* SOURCE TEXT *
------------

Saturday, July 31, 2010

The Compassion of Animals

The first thing you need to know about my rabbit Cocoa is that, like most rabbits, he only tolerates being held--they really don't like it at all. We have worked out a system in how he indicates he wants to be put down (actually he worked it out, what choice did this poor human have but to acquiese??). When he is ready to be free, he nibbles on your shirt. You must be quick on the uptake in his signals, otherwise your shirt will go instantly from the outdoor clothing category to the "I-will-just-wear-this-around-the-house" pile. Only if you are lucky will he sit still for you for five minutes.

The other night I was having an extremely bad hare day (sorry, can't resist a good pun). It was so bad that I had the need to hold and cry on a rabbit. Cocoa, always so amenable to cuddles on the floor, allowed me to pick him up. I sat on my living room steps with him in my arms and wept all over his back, sobbing apologies all the while as his fur got wet. I knew any minute he would stir and move to take a bite out of my shirt. Weep, weep, weep. Still he didn't stir; he sat patiently as I stroked his sides and kissed his head and poured out all my frustrations to his long loppy ears. Minutes ticked by. Still, he made no indications he wanted to leave. And then, as I leaned my cheek against his back, he began to softly purr! I was astounded. He certainly wasn't responding to my lame little finger strokes or my holding him to my chest. His purring seemed more like a conversation with me, as if he were somehow communicating to me that all would be okay, just as I have told him so many times in the past, when I have held him when he was sick. You'll be okay, I remember whispering to him back in 2004, as we rushed across town in the middle of the night to an emergency vet. Cocoa in my arms then was chattering his teeth, his body temperature was not good, and we of course were bracing ourselves for the worst.

------------

[Recorded data]
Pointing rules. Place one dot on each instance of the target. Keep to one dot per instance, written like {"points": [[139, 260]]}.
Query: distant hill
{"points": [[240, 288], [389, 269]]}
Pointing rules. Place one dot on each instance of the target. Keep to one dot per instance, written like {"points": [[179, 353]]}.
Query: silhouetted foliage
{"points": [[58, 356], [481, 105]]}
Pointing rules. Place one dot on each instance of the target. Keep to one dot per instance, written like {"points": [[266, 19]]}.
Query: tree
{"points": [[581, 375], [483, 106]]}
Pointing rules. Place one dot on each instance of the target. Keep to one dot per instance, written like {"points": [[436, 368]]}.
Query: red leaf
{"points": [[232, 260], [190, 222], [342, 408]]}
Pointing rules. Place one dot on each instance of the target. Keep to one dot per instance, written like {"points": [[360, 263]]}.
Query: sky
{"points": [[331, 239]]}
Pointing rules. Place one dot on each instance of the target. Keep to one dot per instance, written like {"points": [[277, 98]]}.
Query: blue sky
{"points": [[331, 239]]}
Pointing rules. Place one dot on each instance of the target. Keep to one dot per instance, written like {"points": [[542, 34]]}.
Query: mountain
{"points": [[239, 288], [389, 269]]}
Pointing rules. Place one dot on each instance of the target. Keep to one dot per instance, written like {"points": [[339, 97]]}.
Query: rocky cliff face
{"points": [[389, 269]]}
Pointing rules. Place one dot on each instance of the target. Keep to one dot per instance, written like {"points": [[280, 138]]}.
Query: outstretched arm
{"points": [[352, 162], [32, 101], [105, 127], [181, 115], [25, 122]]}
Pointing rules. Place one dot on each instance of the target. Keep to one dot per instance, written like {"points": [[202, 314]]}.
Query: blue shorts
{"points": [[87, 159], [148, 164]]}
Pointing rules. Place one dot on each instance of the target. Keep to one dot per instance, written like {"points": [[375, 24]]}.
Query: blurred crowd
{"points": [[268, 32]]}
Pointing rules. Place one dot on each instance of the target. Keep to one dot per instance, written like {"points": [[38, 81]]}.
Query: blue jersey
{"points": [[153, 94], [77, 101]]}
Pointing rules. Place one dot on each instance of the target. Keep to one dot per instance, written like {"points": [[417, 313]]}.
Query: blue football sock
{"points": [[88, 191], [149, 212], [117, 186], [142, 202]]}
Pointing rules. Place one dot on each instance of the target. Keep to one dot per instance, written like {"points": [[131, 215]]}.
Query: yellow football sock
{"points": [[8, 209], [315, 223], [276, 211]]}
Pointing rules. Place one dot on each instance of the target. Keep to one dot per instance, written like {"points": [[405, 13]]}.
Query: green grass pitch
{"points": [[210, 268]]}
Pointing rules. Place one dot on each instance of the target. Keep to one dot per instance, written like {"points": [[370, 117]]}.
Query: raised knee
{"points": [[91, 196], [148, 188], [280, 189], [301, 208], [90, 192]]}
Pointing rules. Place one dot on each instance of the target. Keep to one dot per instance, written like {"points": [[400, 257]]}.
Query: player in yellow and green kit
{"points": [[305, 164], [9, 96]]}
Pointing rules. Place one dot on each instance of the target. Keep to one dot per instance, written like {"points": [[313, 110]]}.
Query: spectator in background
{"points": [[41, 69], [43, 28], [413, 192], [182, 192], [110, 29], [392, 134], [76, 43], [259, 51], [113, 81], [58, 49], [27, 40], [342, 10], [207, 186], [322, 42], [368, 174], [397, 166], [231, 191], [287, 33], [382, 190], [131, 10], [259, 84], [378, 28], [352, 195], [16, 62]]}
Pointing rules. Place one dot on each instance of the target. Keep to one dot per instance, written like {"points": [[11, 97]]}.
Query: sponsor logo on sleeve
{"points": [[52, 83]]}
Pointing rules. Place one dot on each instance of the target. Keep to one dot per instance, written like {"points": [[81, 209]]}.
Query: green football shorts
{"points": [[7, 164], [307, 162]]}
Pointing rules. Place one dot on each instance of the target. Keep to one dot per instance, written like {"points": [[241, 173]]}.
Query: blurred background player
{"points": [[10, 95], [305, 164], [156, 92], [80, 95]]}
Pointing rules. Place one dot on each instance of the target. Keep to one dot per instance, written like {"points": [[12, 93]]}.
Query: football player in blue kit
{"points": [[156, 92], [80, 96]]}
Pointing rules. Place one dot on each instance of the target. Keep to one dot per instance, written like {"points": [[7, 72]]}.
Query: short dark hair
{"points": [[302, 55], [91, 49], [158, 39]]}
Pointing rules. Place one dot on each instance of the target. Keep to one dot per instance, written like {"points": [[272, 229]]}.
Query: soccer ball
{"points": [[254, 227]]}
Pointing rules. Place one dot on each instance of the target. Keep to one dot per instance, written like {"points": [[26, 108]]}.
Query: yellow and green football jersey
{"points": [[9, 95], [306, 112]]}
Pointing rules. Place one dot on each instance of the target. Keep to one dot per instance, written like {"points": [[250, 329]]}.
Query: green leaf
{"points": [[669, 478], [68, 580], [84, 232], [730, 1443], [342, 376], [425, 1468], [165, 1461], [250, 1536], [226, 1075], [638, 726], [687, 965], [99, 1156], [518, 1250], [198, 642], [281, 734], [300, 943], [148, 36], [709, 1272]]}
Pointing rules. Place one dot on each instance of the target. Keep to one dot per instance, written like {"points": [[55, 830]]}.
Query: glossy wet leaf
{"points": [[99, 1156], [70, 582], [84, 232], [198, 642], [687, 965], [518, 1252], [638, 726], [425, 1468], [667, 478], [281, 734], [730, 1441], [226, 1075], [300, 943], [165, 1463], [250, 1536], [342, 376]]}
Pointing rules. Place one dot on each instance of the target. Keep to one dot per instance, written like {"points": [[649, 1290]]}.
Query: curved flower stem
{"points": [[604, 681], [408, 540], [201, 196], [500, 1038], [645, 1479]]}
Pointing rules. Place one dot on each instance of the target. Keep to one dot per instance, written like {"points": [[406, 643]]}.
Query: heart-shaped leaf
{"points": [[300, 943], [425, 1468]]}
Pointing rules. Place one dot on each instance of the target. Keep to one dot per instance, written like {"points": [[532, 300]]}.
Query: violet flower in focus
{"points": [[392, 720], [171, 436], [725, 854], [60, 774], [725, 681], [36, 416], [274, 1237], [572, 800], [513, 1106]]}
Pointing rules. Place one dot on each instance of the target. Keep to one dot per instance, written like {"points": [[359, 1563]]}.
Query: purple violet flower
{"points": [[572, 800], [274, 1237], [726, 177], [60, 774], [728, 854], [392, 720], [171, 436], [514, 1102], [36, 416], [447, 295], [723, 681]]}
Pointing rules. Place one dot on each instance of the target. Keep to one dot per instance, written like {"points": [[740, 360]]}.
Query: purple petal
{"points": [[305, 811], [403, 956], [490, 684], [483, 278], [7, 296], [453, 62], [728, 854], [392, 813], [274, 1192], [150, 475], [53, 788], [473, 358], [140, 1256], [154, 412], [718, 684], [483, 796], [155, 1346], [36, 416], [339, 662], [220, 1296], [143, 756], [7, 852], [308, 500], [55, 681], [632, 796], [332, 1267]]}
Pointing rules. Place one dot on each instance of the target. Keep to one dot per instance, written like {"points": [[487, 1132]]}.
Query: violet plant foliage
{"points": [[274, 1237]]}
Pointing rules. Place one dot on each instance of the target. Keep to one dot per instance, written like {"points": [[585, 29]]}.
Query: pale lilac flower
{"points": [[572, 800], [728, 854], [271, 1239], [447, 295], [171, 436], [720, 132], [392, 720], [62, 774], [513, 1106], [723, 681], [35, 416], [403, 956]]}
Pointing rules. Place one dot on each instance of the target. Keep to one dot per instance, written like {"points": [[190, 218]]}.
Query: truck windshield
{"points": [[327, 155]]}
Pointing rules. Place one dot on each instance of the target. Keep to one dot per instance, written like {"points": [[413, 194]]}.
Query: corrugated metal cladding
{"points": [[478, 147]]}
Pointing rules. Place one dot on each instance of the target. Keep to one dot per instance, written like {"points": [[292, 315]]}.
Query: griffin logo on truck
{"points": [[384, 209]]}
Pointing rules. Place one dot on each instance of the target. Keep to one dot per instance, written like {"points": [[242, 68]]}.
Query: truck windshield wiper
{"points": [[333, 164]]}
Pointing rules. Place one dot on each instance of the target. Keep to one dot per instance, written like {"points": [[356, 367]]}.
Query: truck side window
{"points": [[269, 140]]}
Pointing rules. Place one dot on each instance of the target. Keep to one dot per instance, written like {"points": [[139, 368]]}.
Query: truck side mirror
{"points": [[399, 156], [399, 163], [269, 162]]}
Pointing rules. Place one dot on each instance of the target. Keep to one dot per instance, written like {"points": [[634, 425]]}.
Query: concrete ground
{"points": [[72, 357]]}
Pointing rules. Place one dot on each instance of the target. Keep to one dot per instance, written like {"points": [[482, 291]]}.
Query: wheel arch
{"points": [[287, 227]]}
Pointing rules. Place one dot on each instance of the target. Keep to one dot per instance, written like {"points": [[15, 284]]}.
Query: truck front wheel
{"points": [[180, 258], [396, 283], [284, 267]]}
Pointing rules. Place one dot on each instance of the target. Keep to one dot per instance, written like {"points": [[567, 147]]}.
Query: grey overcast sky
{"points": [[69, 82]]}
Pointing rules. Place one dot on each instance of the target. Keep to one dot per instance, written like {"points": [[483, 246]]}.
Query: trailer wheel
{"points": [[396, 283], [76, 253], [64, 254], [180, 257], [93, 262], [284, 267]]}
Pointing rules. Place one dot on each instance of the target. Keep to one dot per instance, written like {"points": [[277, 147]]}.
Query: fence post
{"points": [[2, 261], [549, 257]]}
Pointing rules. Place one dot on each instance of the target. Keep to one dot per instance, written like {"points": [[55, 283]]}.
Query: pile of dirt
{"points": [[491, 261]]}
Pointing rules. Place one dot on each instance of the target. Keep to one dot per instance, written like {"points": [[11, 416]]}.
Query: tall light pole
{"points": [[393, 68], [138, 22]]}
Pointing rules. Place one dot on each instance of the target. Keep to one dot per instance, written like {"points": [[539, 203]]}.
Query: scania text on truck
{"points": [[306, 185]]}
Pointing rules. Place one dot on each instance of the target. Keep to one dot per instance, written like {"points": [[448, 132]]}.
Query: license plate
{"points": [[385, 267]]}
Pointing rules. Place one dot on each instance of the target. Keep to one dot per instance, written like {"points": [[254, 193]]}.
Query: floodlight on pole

------------

* WORK INSTRUCTION 1 *
Extract from the post about Cocoa the rabbit the passage from "The Compassion of" up to and including "for five minutes.".
* WORK INSTRUCTION 2 *
Answer these about the post about Cocoa the rabbit:
(a) How does Cocoa signal that he wants to be put down?
(b) Where did the writer sit while holding Cocoa and crying?
(c) In what year was Cocoa rushed to an emergency vet?
* WORK INSTRUCTION 3 *
Please continue the post about Cocoa the rabbit from where it stops.
The records stand apart from the post about Cocoa the rabbit.

* RESPONSE BOX 1 *
The Compassion of Animals

The first thing you need to know about my rabbit Cocoa is that, like most rabbits, he only tolerates being held--they really don't like it at all. We have worked out a system in how he indicates he wants to be put down (actually he worked it out, what choice did this poor human have but to acquiese??). When he is ready to be free, he nibbles on your shirt. You must be quick on the uptake in his signals, otherwise your shirt will go instantly from the outdoor clothing category to the "I-will-just-wear-this-around-the-house" pile. Only if you are lucky will he sit still for you for five minutes.

* RESPONSE BOX 2 *
(a) He nibbles on your shirt.
(b) On the living room steps.
(c) 2004.

* RESPONSE BOX 3 *
Here we are, six years later, and this time Cocoa in his way was doing the same thing, reassuring, comforting, consoling me in the only way he knew how. Do you know, he let me hold him for fifteen minutes? He NEVER fidgeted. He waited till I was calm again and ready to release him. And I did feel so much better because I had felt to the very core of my being that special connection, our BOND. Cocoa has always been a sweet, good-natured rabbit, but on this night, a new profound appreciation for his compassion stirred my soul. I wish every person could truly know an animal, be they rabbit, cat, dog, guinea pig, etc. and they could experience as I have the compassion that lies within them. I have said it again and again--humans can learn so much from their fellow species--if they could just stop long enough and pay attention enough to get to know them.